▶ [Text to read]:
Start

Eichsfeld I is an electoral constituency (German: Wahlkreis) represented in the Landtag of Thuringia. It elects one member via first-past-the-post voting. Under the current constituency numbering system, it is designated as constituency 1. It comprises the western part of the district of Eichsfeld, including its capital Heilbad Heiligenstadt.

Eichsfeld I was created for the 1994 state election, replacing constituency Heiligenstadt – Worbis II, which covered much of the same area. Since 2019, it has been represented by Thadäus König of the Christian Democratic Union (CDU).

Geography
As of the 2019 state election, Eichsfeld I covers the western part of Eichsfeld district. It comprises the municipalities of Arenshausen, Asbach-Sickenberg, Berlingerode, Birkenfelde, Bodenrode-Westhausen, Bornhagen, Brehme, Burgwalde, Dieterode, Dietzenrode/Vatterode, Ecklingerode, Eichstruth, Ferna, Freienhagen, Fretterode, Geisleden, Geismar, Gerbershausen, Glasehausen, Heilbad Heiligenstadt, Heuthen, Hohengandern, Hohes Kreuz, Kella, Kirchgandern, Krombach, Leinefelde-Worbis (excluding Hundeshagen), Lenterode, Lindewerra, Lutter, Mackenrode, Marth, Pfaffschwende, Reinholterode, Rohrberg, Röhrig, Rustenfelde, Schachtebich, Schimberg, Schönhagen, Schwobfeld, Sickerode, Steinbach, Steinheuterode, Tastungen, Teistungen, Thalwenden, Uder, Volkerode, Wahlhausen, Wehnde, Wiesenfeld, Wingerode, and Wüstheuterode.

End

▶ [Complete the following]:
A – Answer these questions from the Eichsfeld I text:
(i) For which state election was the constituency created?
(ii) Who has represented it since 2019, and for which party?
(iii) Which part of Leinefelde-Worbis is excluded from it?
B – Does each statement agree with the Eichsfeld I text? Answer yes or no, and quote the words that decide it.
(i) The constituency elects two members.
(ii) Heilbad Heiligenstadt lies within the constituency.
(iii) The constituency took the place of one named Heiligenstadt – Worbis II.
C – Reproduce part of the Eichsfeld I text word for word. Begin at the words "Eichsfeld I is" and stop after "capital Heilbad Heiligenstadt.".
You won't need the entries that follow this text.

▶ [Excerpted records]:
Start

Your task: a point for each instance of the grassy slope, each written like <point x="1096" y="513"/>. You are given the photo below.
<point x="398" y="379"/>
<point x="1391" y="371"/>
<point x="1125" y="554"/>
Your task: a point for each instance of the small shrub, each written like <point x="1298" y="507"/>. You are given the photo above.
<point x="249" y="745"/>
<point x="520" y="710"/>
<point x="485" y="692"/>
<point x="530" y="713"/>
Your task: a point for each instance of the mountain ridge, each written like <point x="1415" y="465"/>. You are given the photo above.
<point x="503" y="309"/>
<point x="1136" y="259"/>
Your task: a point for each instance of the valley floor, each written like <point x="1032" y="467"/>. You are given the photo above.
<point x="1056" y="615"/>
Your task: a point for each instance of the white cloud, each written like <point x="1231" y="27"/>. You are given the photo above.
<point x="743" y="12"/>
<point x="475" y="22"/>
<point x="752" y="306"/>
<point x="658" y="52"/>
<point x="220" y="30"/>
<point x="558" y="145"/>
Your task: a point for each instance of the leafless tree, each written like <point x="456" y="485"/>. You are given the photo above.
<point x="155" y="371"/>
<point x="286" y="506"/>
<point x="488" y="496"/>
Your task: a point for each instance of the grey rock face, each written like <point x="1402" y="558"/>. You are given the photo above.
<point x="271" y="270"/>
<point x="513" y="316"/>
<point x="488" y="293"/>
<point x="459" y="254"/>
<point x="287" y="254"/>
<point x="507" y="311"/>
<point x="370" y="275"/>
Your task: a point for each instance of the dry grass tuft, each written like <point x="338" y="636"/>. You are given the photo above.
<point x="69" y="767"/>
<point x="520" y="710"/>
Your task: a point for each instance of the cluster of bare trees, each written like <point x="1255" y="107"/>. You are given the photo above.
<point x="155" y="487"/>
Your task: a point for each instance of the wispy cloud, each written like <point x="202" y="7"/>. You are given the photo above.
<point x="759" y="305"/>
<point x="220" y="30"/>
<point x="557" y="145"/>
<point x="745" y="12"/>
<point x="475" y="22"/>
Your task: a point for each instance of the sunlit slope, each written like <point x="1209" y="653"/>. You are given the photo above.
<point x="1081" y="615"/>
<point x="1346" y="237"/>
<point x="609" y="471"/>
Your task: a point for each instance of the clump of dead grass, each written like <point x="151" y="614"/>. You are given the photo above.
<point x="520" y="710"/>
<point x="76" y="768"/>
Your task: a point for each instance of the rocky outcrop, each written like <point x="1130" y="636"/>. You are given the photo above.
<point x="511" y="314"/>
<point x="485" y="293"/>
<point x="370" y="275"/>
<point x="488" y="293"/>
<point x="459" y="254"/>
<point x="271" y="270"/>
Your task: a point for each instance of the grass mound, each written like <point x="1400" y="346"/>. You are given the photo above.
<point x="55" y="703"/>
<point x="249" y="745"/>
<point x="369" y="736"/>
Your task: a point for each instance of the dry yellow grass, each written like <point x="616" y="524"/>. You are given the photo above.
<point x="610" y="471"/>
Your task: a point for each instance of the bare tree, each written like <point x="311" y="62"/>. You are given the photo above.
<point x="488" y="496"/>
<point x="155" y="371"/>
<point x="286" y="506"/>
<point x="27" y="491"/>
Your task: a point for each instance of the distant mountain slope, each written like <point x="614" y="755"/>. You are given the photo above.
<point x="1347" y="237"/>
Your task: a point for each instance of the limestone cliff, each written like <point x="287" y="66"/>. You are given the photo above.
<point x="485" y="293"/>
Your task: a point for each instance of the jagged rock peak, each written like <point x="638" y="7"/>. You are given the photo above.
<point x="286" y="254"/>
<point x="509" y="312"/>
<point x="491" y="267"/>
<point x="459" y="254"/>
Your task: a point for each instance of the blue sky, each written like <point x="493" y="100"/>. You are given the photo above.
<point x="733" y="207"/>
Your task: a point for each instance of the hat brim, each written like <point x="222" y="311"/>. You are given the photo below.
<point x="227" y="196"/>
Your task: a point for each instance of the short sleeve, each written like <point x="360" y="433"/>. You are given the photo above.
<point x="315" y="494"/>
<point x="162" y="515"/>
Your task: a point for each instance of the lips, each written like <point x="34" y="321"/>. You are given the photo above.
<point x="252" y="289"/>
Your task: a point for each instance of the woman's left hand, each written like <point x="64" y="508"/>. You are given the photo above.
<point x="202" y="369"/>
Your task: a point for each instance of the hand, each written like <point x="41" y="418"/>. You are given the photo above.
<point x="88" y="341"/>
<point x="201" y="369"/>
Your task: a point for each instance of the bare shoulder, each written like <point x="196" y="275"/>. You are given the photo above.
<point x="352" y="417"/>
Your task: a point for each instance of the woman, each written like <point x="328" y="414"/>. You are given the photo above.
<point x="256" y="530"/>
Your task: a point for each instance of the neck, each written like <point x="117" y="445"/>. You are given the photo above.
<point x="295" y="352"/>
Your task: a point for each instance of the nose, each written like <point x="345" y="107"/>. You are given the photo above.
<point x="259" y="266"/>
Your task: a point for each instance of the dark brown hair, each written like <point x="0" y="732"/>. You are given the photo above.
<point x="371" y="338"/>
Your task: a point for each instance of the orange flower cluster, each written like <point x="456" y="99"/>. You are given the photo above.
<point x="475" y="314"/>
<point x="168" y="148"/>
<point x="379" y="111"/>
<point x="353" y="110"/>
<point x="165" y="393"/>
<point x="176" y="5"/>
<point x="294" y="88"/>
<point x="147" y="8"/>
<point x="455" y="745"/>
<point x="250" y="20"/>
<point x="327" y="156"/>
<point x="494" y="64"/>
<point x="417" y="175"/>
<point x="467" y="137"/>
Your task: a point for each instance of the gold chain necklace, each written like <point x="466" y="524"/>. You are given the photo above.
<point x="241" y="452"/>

End

▶ [Per-task answers]:
A –
(i) The 1994 state election.
(ii) Thadäus König of the Christian Democratic Union (CDU).
(iii) Hundeshagen.

B –
(i) No: "It elects one member via first-past-the-post voting."
(ii) Yes: "including its capital Heilbad Heiligenstadt."
(iii) Yes: "replacing constituency Heiligenstadt – Worbis II"

C –
Eichsfeld I is an electoral constituency (German: Wahlkreis) represented in the Landtag of Thuringia. It elects one member via first-past-the-post voting. Under the current constituency numbering system, it is designated as constituency 1. It comprises the western part of the district of Eichsfeld, including its capital Heilbad Heiligenstadt.